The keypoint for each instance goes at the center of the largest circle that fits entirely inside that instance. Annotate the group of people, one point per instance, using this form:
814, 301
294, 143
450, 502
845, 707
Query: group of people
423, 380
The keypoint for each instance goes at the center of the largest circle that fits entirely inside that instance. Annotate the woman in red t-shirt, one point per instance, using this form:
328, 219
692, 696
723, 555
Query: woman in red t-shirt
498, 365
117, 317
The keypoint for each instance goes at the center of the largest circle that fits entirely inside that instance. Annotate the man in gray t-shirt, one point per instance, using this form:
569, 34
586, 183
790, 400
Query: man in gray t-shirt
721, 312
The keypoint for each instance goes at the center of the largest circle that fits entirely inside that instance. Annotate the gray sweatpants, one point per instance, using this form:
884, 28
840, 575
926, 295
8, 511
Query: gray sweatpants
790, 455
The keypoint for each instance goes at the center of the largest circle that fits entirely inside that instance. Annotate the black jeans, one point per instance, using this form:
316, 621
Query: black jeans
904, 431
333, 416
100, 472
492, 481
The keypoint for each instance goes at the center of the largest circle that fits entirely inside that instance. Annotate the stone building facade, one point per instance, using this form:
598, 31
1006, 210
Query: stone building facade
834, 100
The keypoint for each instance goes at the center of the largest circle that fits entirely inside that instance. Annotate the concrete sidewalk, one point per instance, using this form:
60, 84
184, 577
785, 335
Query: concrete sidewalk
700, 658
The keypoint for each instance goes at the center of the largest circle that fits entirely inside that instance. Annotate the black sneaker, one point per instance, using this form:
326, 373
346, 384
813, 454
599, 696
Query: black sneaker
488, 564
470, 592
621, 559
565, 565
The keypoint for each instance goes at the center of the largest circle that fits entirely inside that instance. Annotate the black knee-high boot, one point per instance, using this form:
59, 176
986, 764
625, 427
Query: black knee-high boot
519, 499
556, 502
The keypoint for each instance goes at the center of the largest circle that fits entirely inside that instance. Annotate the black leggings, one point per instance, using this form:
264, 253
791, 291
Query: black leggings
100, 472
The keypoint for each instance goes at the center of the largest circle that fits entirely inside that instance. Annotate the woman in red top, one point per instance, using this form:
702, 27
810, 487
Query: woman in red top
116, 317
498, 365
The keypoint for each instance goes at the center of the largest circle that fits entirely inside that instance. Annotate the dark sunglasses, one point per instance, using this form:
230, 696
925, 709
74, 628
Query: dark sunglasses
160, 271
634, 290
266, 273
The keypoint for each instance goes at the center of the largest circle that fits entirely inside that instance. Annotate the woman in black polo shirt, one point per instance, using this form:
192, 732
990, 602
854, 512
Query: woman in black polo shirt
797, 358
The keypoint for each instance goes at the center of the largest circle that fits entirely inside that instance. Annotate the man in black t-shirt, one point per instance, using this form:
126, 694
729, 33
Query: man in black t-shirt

_Task goal_
Go through the records above and set each one down exactly, please.

_Exercise answer_
The keypoint for each instance goes at the center of the largest circle that fits entirely inside that instance. Annotate the group of people, one point per instance, using this form:
814, 301
294, 143
450, 502
845, 707
Query: group of people
423, 380
The keypoint for each instance goes at the center of the largest circle that fits entirely inside that instance. Annotate the woman in red t-shirt, one point per instance, using this form:
328, 219
692, 696
723, 555
Query: woman in red t-shirt
498, 365
117, 317
The keypoint for each instance goes at the center of the largest circle that fits entirely inside that instance. Annotate the man in gray t-shirt, one point per instance, using this form:
569, 34
586, 183
790, 400
Query: man in gray t-shirt
721, 312
The keypoint for each instance goes at the center of the largest circle that fits entirely inside that instance. Annotate the gray sweatpants, one point per instance, using this form:
884, 28
840, 575
926, 295
8, 511
Query: gray sweatpants
790, 455
The keypoint for each instance goes at the center of the largest circle that fits entirely inside that instance. Annotate the black jeans, one point per instance, using this form:
316, 621
Query: black jeans
904, 431
333, 416
100, 472
492, 481
The keypoint for each instance goes at the center of the largest circle that fits entirely inside that instance. Annotate the stone building facade, one point per instance, using this form:
598, 31
1006, 210
Query: stone building facade
834, 100
The keypoint for each instance goes at the center of the largest circle that fits entirely inside that instance. Annotate the concrete sidewalk, one point per instance, using this form:
60, 84
184, 577
785, 335
Query: concrete sidewalk
700, 658
The keypoint for each instance goes at the center of the largest circle that fits entirely inside that instance. Annotate the black sneaker, one point per instance, using this form:
326, 373
346, 384
813, 454
599, 696
Query: black sneaker
488, 564
470, 592
621, 559
565, 565
The keypoint for each instance goes at the center of the largest circle that fits entirely inside that instance. Annotate the black knee-high boot, one point per instance, using this form:
59, 176
986, 764
625, 427
Query: black knee-high boot
519, 499
556, 502
The keypoint for each instance goes at the center of the largest circle that fits entirely inside that instance. Annotate the black leggings, one point per instance, using this form:
264, 253
791, 291
Query: black leggings
100, 472
The keypoint for each instance goes at the center of the largest circle that fits entirely inside that instance. Annotate the woman in red top, one point per instance, using this form:
702, 27
810, 487
Query: woman in red top
116, 317
498, 365
The keypoint for each instance goes at the center of the largest circle that fits entirely inside that instance. Annotate the dark sunglasses, one point per instance, using this form:
230, 696
925, 709
74, 628
Query: dark sunglasses
160, 271
634, 290
266, 273
The keypoint for each instance goes at the center of the largest circle that fits entirely inside that instance. Annotate the woman in black polo shirt, one point per instance, using this form:
192, 732
990, 602
854, 512
Query: woman in black polo shirt
797, 358
The keypoint for each instance goes at the center of the largest circle that fits entirely inside that instance. Annotate the man in black t-shirt, one point per instance, using this form:
126, 694
729, 33
Query: man in black t-shirt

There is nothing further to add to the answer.